* _SET PROBLEM_
Reproduce the data below line for line, starting at the line containing "Subject = blue logo on sail" and ending after the line containing "xmin=0 ymin=309 xmax=482 ymax=541", both of which are included. Omit the pictures from your answer.

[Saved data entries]
____________________
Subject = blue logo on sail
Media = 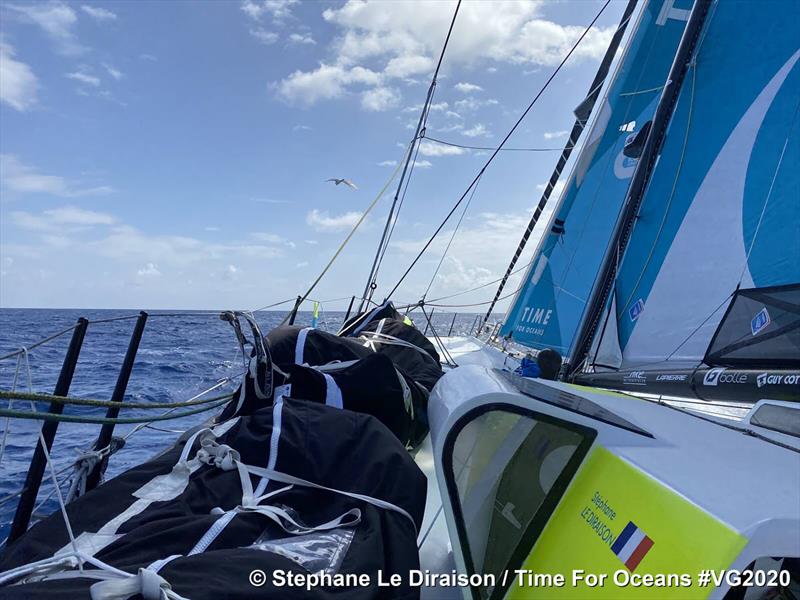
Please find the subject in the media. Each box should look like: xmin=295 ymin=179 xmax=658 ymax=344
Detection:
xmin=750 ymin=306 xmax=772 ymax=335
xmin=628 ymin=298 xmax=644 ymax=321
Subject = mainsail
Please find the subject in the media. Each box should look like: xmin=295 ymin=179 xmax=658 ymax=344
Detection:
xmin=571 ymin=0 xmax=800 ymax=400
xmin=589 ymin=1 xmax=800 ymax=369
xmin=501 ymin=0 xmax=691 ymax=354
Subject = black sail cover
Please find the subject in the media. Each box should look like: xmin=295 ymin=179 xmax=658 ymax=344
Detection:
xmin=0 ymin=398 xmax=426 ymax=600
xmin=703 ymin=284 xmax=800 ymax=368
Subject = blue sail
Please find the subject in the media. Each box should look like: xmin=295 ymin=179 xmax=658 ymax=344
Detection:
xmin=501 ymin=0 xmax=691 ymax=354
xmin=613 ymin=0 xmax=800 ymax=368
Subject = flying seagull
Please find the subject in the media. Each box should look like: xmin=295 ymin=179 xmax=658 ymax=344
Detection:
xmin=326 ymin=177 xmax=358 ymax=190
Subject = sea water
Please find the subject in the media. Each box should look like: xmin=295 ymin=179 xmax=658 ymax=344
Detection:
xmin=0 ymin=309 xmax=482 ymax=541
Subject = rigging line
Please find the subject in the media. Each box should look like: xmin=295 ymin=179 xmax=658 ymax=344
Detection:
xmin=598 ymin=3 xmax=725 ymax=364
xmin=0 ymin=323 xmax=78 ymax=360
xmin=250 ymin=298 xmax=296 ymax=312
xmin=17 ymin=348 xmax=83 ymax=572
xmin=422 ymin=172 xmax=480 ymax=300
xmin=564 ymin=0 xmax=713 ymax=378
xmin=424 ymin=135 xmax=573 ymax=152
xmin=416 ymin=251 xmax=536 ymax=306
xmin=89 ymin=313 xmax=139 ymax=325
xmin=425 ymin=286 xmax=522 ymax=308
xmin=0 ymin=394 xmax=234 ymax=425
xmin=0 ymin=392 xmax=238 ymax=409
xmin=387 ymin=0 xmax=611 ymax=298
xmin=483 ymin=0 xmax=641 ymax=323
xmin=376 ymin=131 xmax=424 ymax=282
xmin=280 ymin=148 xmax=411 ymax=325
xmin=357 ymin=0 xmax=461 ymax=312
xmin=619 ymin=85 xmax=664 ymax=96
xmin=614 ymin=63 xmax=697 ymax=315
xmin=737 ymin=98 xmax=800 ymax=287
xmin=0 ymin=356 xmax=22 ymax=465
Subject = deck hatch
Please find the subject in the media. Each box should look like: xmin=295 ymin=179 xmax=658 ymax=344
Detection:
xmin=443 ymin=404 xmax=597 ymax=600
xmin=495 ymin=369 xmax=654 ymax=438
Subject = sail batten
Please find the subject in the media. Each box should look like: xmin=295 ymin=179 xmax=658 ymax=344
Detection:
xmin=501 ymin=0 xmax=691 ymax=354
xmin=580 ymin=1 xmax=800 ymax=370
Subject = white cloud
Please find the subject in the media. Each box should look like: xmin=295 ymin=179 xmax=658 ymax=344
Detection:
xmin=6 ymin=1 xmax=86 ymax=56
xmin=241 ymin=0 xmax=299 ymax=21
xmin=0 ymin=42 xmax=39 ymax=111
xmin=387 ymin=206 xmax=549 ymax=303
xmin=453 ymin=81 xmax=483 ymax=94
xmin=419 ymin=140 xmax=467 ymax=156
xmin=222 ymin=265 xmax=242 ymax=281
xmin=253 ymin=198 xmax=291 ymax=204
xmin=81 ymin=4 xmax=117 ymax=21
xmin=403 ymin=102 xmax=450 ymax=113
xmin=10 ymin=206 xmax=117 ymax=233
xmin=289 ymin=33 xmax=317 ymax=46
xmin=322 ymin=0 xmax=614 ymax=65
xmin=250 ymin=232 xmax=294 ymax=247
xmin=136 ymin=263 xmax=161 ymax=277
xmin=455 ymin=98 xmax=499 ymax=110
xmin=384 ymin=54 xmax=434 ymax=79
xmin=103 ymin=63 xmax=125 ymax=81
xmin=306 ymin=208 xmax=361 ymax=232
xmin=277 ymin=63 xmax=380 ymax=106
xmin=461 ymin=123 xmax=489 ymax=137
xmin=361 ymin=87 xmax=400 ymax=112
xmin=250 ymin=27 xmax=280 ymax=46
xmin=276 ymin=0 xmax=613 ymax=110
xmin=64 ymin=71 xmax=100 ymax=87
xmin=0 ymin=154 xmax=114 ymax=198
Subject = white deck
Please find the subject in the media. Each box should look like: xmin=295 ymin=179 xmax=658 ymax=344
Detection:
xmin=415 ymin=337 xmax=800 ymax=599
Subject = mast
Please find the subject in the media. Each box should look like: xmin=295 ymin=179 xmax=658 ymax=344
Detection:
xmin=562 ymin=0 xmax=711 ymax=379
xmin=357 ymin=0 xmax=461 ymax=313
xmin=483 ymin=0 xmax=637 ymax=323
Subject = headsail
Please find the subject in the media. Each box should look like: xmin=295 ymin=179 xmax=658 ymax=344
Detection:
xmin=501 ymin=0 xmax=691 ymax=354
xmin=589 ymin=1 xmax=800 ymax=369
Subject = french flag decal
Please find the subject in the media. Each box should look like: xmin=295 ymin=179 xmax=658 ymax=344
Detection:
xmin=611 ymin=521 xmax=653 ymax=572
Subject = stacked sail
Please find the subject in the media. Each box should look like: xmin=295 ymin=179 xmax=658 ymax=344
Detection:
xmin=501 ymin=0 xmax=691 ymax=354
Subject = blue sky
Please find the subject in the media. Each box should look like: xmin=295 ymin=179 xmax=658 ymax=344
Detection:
____________________
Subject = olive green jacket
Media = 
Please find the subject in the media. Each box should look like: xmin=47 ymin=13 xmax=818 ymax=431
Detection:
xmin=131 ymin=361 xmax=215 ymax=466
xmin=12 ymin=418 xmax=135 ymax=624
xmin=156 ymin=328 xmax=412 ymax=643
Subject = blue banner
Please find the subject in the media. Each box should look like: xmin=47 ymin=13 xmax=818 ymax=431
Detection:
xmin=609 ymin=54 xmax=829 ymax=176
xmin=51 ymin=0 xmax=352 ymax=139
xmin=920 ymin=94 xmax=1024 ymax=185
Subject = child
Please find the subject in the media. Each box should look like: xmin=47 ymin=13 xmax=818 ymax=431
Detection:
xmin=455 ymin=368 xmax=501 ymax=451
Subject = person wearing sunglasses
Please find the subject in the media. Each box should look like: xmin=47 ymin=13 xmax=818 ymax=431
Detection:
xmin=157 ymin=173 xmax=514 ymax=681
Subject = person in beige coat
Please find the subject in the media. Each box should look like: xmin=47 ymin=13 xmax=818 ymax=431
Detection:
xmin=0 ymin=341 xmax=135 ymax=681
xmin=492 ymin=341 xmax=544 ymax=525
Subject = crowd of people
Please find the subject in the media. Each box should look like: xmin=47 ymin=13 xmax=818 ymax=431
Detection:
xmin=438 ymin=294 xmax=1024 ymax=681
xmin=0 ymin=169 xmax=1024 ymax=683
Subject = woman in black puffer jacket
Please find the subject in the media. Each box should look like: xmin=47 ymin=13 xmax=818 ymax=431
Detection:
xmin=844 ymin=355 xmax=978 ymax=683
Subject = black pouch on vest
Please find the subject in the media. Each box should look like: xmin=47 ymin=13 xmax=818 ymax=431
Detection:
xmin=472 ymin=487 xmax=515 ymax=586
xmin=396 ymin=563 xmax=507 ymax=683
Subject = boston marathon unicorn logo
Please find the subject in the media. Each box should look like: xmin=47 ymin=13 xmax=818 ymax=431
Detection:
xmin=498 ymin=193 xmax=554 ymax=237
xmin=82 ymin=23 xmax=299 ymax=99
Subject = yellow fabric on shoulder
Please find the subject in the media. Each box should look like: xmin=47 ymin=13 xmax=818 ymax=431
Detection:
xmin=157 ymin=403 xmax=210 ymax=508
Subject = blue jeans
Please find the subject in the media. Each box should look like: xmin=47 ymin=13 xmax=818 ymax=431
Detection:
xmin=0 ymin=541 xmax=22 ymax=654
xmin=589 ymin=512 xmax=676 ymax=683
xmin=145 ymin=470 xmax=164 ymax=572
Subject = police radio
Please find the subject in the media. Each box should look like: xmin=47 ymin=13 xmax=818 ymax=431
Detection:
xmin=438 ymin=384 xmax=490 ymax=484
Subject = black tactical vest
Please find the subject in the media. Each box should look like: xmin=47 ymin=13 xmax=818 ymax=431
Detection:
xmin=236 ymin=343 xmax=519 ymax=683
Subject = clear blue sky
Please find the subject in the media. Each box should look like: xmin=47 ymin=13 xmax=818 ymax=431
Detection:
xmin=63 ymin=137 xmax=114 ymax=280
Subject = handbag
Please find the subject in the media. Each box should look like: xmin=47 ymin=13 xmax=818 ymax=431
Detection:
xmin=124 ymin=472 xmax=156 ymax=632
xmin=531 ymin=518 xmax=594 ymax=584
____________________
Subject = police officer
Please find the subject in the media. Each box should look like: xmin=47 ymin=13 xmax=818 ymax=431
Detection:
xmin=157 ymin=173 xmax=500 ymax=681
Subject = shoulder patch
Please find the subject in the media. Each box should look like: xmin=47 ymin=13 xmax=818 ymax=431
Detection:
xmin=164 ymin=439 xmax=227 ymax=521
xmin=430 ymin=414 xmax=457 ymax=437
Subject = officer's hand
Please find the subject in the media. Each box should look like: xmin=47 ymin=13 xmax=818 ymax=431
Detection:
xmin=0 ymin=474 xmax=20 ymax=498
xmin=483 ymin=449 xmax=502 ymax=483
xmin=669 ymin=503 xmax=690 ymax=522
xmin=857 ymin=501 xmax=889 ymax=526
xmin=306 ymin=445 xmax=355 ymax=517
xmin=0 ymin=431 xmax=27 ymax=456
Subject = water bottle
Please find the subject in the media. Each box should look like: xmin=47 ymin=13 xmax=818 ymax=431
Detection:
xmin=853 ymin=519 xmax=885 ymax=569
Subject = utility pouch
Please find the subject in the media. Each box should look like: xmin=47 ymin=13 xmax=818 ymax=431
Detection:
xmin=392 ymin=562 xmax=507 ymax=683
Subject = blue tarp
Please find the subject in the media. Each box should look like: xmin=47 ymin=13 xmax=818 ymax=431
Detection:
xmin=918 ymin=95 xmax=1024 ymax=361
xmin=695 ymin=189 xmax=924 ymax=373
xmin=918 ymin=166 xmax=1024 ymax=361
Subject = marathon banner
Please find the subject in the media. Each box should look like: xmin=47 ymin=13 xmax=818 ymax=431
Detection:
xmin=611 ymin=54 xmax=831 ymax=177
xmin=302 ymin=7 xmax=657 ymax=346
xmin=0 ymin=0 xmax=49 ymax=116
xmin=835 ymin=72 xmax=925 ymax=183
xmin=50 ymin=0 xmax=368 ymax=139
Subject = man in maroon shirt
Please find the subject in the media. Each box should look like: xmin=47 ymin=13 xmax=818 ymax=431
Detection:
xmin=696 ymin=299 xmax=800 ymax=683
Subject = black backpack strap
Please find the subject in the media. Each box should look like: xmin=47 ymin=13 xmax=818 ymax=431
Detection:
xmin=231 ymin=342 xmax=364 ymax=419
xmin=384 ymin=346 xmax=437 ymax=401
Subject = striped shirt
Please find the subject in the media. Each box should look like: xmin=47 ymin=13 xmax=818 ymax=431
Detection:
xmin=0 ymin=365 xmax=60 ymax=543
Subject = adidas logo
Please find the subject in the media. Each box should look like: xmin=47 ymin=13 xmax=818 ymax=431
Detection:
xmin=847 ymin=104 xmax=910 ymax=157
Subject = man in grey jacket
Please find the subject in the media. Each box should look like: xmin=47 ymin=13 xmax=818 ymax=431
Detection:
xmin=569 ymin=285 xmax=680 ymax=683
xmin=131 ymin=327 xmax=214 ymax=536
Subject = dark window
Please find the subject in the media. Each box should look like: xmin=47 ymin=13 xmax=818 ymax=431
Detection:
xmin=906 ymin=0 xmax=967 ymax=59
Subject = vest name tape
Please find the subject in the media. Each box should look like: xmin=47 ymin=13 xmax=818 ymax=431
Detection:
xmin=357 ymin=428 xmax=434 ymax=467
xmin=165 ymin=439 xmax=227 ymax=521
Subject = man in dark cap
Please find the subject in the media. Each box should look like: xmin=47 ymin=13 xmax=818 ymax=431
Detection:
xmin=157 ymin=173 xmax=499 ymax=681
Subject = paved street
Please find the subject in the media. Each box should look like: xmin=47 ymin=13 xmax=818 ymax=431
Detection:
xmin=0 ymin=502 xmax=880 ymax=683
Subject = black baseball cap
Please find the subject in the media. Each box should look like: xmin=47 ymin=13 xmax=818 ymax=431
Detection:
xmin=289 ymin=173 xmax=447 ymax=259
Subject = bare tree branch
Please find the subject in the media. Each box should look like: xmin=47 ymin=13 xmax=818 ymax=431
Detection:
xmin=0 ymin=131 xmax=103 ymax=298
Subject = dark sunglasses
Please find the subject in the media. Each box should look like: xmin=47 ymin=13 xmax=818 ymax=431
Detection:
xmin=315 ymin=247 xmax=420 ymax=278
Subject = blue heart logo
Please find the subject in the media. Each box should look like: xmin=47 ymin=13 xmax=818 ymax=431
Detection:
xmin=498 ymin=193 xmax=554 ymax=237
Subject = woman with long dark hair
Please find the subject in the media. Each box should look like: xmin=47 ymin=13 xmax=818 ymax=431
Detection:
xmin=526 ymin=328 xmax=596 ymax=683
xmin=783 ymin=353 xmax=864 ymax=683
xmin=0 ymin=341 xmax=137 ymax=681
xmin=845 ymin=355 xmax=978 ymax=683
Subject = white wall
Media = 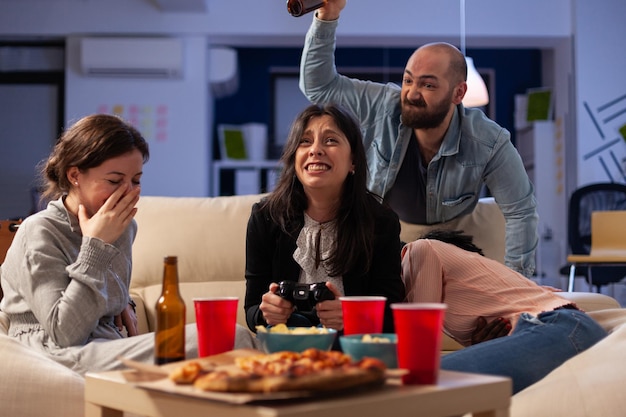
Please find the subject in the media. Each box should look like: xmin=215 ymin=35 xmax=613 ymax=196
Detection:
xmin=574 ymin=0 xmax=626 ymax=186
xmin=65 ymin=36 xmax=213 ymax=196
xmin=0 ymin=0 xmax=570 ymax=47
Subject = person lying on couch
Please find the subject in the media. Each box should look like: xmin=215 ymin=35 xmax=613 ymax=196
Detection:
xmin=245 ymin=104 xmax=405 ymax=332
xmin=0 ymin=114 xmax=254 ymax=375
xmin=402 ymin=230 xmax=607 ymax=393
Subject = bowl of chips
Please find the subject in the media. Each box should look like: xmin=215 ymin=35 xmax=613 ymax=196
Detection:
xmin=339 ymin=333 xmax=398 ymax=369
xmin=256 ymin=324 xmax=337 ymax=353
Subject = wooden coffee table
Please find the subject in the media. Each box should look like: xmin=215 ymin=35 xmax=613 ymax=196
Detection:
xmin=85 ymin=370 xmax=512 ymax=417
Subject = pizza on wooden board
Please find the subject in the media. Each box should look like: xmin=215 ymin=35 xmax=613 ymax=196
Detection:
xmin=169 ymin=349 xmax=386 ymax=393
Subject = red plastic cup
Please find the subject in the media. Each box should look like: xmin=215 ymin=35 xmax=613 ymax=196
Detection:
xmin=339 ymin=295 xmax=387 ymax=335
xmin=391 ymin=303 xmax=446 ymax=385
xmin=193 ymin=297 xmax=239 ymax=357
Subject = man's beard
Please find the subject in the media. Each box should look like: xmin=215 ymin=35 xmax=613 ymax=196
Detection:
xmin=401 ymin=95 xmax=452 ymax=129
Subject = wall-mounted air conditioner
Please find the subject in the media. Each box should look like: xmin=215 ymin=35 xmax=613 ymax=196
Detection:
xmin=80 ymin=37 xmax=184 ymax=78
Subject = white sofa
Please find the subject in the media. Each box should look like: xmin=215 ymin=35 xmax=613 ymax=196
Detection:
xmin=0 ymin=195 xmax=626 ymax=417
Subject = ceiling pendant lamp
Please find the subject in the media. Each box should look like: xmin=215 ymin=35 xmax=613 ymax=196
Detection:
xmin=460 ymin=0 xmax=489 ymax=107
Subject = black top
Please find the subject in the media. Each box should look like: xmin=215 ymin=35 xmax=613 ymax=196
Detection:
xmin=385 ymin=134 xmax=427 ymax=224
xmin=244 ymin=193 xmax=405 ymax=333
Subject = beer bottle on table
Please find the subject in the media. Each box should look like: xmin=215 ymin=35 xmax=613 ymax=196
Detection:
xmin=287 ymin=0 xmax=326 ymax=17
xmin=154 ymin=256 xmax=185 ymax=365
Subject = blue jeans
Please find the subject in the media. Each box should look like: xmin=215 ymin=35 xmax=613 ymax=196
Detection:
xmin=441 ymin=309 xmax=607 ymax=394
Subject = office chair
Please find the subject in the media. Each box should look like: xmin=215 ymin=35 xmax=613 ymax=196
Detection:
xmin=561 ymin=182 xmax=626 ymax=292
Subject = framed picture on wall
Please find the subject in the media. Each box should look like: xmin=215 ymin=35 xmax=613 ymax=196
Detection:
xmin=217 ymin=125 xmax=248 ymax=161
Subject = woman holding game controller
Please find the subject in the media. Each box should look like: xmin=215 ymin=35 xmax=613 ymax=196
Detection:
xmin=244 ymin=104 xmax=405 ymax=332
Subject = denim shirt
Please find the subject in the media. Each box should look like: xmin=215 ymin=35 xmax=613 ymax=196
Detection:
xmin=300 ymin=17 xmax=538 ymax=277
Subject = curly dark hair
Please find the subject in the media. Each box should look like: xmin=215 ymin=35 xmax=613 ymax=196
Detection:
____________________
* _SOLUTION TO THE EXERCISE_
Subject = blue logo on sail
Media = 
Please find the subject in the media. Each box should look like: xmin=295 ymin=179 xmax=658 ymax=344
Detection:
xmin=750 ymin=306 xmax=772 ymax=335
xmin=628 ymin=298 xmax=644 ymax=321
Subject = mainsail
Please find the subject in the media. Each box should look like: xmin=295 ymin=179 xmax=658 ymax=344
Detection:
xmin=571 ymin=0 xmax=800 ymax=400
xmin=589 ymin=1 xmax=800 ymax=369
xmin=501 ymin=0 xmax=691 ymax=354
Subject = black sail cover
Please find the subject in the media. Each box should look like: xmin=295 ymin=179 xmax=658 ymax=344
Detection:
xmin=0 ymin=398 xmax=426 ymax=600
xmin=703 ymin=284 xmax=800 ymax=368
Subject = blue sail
Please find the subject in the media. Each box should look like: xmin=295 ymin=179 xmax=658 ymax=344
Detection:
xmin=501 ymin=0 xmax=691 ymax=354
xmin=613 ymin=0 xmax=800 ymax=368
Subject = flying seagull
Please find the subject in the media. Each box should look like: xmin=295 ymin=179 xmax=658 ymax=344
Detection:
xmin=326 ymin=177 xmax=358 ymax=190
Subject = sea water
Please find the subject in the media. Each box should look like: xmin=295 ymin=179 xmax=658 ymax=344
Detection:
xmin=0 ymin=309 xmax=482 ymax=541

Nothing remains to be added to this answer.